### [To do]
Your job is to copy all the entries precisely as they stand.

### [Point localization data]
________________

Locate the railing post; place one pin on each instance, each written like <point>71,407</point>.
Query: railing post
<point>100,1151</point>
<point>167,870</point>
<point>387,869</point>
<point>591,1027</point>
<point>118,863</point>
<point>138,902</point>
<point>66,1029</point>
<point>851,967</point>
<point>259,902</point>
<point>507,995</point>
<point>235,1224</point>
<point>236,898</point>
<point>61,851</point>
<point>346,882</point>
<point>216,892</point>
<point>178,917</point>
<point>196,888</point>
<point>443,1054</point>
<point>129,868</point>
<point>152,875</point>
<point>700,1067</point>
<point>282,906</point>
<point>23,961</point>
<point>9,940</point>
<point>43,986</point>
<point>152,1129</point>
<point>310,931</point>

________________

### [Answer box]
Locate the railing post; place one pin on each instance, each written like <point>71,407</point>.
Query: railing post
<point>100,1151</point>
<point>167,870</point>
<point>387,869</point>
<point>591,1027</point>
<point>118,863</point>
<point>138,902</point>
<point>66,1029</point>
<point>851,967</point>
<point>259,902</point>
<point>507,995</point>
<point>235,1224</point>
<point>236,898</point>
<point>61,851</point>
<point>346,882</point>
<point>216,892</point>
<point>178,917</point>
<point>196,888</point>
<point>443,1054</point>
<point>129,868</point>
<point>152,875</point>
<point>700,1067</point>
<point>282,906</point>
<point>23,961</point>
<point>9,940</point>
<point>43,986</point>
<point>152,1129</point>
<point>310,931</point>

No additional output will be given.